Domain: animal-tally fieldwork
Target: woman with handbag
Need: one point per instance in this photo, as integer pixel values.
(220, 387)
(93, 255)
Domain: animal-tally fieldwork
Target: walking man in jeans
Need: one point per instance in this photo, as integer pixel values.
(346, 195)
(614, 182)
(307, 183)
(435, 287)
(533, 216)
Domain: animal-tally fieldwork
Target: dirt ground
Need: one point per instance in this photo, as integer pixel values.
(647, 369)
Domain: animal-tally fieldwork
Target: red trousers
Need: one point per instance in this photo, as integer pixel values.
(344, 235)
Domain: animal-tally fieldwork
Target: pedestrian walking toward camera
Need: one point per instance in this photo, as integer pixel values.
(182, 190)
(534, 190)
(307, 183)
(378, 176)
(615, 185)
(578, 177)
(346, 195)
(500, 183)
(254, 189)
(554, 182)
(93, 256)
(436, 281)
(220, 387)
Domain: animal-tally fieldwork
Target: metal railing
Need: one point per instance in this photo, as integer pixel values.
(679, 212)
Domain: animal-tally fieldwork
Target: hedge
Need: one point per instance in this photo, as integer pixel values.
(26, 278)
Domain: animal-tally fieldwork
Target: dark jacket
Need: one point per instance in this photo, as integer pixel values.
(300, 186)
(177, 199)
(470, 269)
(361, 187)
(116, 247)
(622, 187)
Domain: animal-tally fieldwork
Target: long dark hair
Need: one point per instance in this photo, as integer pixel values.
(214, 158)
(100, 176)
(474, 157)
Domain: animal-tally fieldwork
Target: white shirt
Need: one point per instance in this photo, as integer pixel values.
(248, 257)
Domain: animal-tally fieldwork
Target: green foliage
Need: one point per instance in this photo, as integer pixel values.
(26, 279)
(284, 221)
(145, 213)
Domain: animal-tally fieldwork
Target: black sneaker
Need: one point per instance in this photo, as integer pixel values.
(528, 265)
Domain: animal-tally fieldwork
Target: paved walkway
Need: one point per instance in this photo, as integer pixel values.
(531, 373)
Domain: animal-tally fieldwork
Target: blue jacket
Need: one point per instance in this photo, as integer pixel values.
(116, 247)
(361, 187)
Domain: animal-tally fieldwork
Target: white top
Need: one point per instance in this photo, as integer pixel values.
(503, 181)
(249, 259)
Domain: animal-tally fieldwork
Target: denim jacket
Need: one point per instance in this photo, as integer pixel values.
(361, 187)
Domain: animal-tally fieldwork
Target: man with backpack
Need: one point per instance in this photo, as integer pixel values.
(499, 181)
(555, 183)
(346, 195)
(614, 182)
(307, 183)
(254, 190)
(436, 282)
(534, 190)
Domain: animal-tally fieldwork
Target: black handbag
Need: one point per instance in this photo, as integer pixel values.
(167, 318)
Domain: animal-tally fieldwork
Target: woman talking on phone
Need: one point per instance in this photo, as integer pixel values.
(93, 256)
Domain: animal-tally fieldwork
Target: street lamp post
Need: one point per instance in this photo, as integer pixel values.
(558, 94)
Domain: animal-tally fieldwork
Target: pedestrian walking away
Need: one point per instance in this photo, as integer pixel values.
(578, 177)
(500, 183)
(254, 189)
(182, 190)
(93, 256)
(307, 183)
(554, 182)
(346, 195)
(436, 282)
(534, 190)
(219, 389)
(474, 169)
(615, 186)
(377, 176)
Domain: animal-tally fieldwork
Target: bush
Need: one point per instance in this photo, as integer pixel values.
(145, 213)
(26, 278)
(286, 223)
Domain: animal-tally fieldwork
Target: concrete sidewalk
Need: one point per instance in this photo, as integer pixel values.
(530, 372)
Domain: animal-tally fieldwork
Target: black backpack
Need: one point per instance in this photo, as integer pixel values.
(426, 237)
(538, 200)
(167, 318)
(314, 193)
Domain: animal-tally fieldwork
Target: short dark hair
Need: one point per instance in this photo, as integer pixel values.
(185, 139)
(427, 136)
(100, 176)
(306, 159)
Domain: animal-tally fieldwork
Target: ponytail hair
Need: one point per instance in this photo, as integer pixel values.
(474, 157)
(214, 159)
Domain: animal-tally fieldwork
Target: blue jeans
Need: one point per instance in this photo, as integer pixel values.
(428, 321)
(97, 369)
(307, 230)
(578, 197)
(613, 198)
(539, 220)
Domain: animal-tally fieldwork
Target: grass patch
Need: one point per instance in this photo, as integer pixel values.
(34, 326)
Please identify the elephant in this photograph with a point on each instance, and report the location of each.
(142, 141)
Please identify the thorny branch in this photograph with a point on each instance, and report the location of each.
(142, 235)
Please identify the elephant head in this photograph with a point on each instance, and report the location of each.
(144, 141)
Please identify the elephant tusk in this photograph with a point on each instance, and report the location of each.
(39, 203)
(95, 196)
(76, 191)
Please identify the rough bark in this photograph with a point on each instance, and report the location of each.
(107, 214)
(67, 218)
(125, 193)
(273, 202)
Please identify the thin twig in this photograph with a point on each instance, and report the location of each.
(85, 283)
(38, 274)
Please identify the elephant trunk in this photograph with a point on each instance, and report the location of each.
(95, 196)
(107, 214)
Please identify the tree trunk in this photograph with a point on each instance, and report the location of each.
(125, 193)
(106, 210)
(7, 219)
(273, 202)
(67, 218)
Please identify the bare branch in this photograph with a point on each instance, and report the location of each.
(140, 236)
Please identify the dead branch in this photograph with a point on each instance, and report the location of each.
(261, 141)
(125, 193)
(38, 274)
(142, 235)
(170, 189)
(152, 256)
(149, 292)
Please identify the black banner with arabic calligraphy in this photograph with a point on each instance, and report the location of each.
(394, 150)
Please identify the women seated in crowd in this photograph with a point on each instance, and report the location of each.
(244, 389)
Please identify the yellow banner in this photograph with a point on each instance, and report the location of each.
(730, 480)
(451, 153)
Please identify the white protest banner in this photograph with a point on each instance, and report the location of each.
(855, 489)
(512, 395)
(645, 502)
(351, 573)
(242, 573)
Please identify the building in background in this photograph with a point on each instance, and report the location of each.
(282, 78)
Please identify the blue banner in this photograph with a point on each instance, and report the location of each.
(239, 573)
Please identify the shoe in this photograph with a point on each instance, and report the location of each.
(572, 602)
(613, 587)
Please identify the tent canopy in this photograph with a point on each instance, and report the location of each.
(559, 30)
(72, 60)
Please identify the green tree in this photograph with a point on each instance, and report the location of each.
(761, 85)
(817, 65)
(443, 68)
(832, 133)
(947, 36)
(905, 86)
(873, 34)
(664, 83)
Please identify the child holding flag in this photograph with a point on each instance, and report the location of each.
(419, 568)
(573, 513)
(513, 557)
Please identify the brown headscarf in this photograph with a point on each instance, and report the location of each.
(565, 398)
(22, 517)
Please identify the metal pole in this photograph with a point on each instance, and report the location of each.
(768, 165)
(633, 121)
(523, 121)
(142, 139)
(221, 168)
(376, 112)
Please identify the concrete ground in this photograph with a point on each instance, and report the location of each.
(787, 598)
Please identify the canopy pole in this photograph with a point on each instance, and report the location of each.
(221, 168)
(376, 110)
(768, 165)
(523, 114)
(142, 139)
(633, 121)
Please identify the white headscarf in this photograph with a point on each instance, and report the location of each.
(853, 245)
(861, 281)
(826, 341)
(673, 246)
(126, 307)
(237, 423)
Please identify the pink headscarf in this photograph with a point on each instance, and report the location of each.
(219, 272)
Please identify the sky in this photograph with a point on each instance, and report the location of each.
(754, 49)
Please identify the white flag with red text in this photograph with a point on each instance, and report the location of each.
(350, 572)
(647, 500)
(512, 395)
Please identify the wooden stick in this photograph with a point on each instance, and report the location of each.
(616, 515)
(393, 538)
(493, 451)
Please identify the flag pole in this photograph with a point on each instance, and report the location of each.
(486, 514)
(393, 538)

|---|

TASK TO CARRY OUT
Reproduce the final stretch of the data above: every line from the one holding "Please identify the canopy" through the end, inclusive, exactly as written and nothing else.

COMPLETE RESPONSE
Please identify the canopy pole in this photograph with a point on each instance, and report the location of each.
(221, 168)
(376, 110)
(768, 165)
(523, 114)
(142, 139)
(633, 121)
Please identify the white headscarf in this photograph with a point on each instance, and report the location of each.
(853, 245)
(861, 281)
(826, 341)
(673, 246)
(126, 307)
(237, 423)
Please identify the pink headscarf in this photograph with a point on each instance, and report the location of each.
(219, 272)
Please identify the sky in this photograph with a point on each instance, and report the location of each.
(754, 49)
Please identify the white flag with red text in this photograph with a point on each instance, and report the location of each.
(350, 572)
(647, 500)
(512, 395)
Please identify the wooden stick in this photograph with a point on each instance, and report the location of each.
(616, 515)
(393, 538)
(493, 451)
Please identify the flag pole in this photograph with a point on each instance, and report the location of each.
(486, 514)
(393, 538)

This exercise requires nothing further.